Written task: Turn the items from the line with "Task: indicate the young" to the line with "x=101 y=141" into a two-column CSV with the headers instruction and points. Give one row per item, put its text and its answer each in a single quoted field, and replace line breaks with spaces.

Data to process:
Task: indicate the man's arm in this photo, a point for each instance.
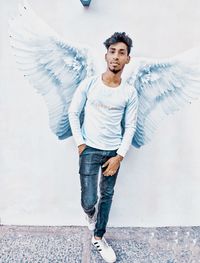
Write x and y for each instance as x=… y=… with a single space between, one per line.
x=130 y=121
x=75 y=109
x=130 y=126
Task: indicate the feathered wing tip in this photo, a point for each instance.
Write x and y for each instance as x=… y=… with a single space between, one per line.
x=163 y=88
x=53 y=66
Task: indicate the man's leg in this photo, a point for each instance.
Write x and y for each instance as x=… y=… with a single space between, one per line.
x=107 y=184
x=89 y=169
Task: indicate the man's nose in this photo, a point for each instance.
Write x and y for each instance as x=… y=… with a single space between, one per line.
x=116 y=56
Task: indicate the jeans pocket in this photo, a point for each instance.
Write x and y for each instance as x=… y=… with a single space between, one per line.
x=83 y=150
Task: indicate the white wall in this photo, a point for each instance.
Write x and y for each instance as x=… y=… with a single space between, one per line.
x=158 y=184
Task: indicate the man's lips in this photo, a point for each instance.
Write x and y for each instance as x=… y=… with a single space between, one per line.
x=114 y=63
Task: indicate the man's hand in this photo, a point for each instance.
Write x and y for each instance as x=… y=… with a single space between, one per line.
x=112 y=165
x=81 y=148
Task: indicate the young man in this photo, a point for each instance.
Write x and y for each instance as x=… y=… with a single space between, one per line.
x=101 y=141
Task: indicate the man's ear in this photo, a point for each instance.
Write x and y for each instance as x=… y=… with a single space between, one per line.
x=128 y=59
x=106 y=57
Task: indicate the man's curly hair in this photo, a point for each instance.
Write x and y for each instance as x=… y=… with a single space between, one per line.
x=119 y=37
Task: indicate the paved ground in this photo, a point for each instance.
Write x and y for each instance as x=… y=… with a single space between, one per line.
x=30 y=244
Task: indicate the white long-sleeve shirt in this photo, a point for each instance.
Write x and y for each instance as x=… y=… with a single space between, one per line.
x=104 y=108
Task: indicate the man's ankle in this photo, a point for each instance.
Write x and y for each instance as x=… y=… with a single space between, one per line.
x=97 y=238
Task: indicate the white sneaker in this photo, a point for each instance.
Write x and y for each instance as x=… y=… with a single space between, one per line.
x=104 y=249
x=91 y=221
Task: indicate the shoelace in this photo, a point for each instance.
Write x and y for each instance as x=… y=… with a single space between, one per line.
x=99 y=243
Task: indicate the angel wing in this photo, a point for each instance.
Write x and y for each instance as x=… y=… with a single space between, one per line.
x=163 y=87
x=55 y=68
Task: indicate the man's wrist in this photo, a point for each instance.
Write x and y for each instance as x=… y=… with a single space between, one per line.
x=119 y=157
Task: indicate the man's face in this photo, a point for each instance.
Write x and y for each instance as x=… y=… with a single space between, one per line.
x=116 y=57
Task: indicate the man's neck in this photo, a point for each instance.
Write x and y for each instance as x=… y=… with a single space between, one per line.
x=110 y=79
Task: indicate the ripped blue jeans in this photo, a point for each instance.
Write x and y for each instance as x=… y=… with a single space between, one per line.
x=90 y=161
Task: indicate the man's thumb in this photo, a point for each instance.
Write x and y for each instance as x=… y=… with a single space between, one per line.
x=105 y=164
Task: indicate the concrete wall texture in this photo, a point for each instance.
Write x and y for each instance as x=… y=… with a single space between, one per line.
x=158 y=185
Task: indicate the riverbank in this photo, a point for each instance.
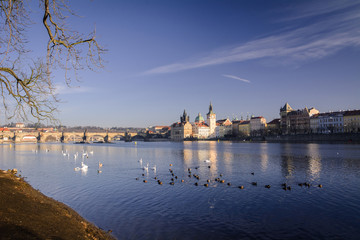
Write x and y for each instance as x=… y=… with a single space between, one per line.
x=25 y=213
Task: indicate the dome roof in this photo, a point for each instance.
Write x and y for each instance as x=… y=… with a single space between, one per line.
x=199 y=118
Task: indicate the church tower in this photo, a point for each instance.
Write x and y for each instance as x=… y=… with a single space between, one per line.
x=211 y=121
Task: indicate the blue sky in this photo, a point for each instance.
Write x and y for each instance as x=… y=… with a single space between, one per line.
x=246 y=57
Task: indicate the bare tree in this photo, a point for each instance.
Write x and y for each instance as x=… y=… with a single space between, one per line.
x=26 y=85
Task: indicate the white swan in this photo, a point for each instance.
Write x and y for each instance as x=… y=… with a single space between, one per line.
x=146 y=168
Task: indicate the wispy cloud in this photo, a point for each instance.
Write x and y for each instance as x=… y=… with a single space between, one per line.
x=64 y=90
x=318 y=8
x=313 y=41
x=236 y=78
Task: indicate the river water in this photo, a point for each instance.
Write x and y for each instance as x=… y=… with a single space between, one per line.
x=118 y=199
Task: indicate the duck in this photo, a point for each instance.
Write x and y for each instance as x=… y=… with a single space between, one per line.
x=146 y=168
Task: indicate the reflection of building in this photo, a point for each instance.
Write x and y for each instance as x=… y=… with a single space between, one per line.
x=181 y=130
x=223 y=127
x=352 y=121
x=296 y=121
x=200 y=129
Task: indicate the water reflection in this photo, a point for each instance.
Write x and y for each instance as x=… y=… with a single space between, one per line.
x=264 y=156
x=313 y=155
x=115 y=200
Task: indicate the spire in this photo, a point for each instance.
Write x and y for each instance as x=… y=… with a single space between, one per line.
x=184 y=118
x=210 y=109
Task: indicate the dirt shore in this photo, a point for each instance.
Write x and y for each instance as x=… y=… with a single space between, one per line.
x=25 y=213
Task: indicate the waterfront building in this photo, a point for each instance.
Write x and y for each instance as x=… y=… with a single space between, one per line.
x=159 y=129
x=332 y=122
x=235 y=127
x=181 y=130
x=295 y=121
x=199 y=128
x=352 y=121
x=244 y=128
x=284 y=121
x=314 y=124
x=257 y=126
x=273 y=127
x=20 y=125
x=211 y=122
x=223 y=127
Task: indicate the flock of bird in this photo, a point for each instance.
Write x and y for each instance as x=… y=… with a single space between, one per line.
x=193 y=174
x=84 y=155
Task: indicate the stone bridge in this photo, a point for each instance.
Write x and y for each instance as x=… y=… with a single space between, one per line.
x=37 y=136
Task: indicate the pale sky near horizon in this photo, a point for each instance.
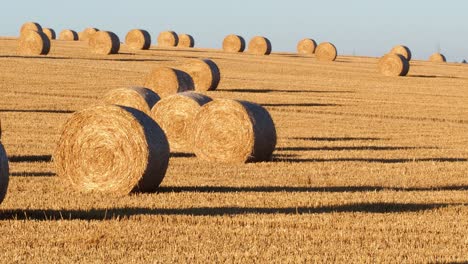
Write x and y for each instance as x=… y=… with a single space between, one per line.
x=361 y=27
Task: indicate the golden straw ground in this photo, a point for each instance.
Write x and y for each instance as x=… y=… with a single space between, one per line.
x=112 y=150
x=231 y=131
x=140 y=98
x=175 y=114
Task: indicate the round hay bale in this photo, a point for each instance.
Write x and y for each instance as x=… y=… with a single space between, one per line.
x=113 y=150
x=437 y=57
x=104 y=43
x=4 y=173
x=168 y=39
x=204 y=73
x=140 y=98
x=326 y=51
x=166 y=81
x=306 y=46
x=186 y=41
x=30 y=26
x=68 y=35
x=233 y=43
x=50 y=33
x=175 y=115
x=87 y=33
x=393 y=65
x=259 y=46
x=138 y=39
x=33 y=43
x=233 y=132
x=402 y=50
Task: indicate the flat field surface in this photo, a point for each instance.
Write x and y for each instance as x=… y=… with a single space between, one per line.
x=367 y=168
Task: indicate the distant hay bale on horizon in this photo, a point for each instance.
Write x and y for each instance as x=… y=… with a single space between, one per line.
x=186 y=41
x=231 y=131
x=205 y=73
x=233 y=43
x=175 y=114
x=168 y=39
x=259 y=46
x=4 y=173
x=326 y=51
x=33 y=43
x=104 y=43
x=140 y=98
x=30 y=26
x=306 y=46
x=68 y=35
x=166 y=81
x=87 y=33
x=402 y=50
x=50 y=33
x=112 y=150
x=138 y=39
x=394 y=65
x=437 y=57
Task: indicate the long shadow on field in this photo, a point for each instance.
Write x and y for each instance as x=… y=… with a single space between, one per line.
x=119 y=213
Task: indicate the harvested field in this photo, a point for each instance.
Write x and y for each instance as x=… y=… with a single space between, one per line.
x=367 y=168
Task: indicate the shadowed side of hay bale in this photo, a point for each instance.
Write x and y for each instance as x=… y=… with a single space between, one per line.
x=402 y=50
x=138 y=39
x=168 y=39
x=33 y=43
x=437 y=57
x=112 y=150
x=393 y=65
x=140 y=98
x=104 y=43
x=306 y=46
x=204 y=73
x=4 y=173
x=186 y=41
x=233 y=43
x=260 y=46
x=165 y=81
x=68 y=35
x=175 y=115
x=231 y=131
x=50 y=33
x=326 y=51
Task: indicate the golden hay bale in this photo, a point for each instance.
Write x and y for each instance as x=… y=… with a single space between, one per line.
x=140 y=98
x=306 y=46
x=175 y=115
x=68 y=35
x=437 y=57
x=104 y=43
x=168 y=39
x=4 y=173
x=30 y=26
x=138 y=39
x=393 y=65
x=112 y=150
x=233 y=132
x=402 y=50
x=33 y=43
x=166 y=81
x=326 y=51
x=87 y=33
x=50 y=33
x=233 y=43
x=204 y=73
x=186 y=41
x=259 y=46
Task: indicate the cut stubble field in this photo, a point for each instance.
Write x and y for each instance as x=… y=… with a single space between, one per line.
x=367 y=168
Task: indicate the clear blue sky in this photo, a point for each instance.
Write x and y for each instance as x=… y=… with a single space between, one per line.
x=362 y=27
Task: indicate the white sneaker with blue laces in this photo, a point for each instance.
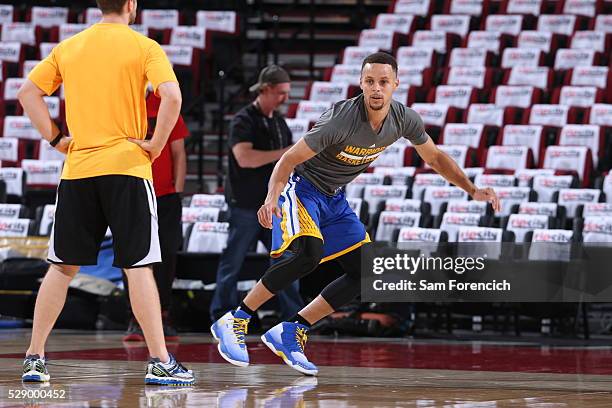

Exercise solution:
instruction,points
"Task: indicate the young man in this photo, a point for each instance. Write x and y for each instance as x=… y=… with a single space between, one per line.","x=101 y=141"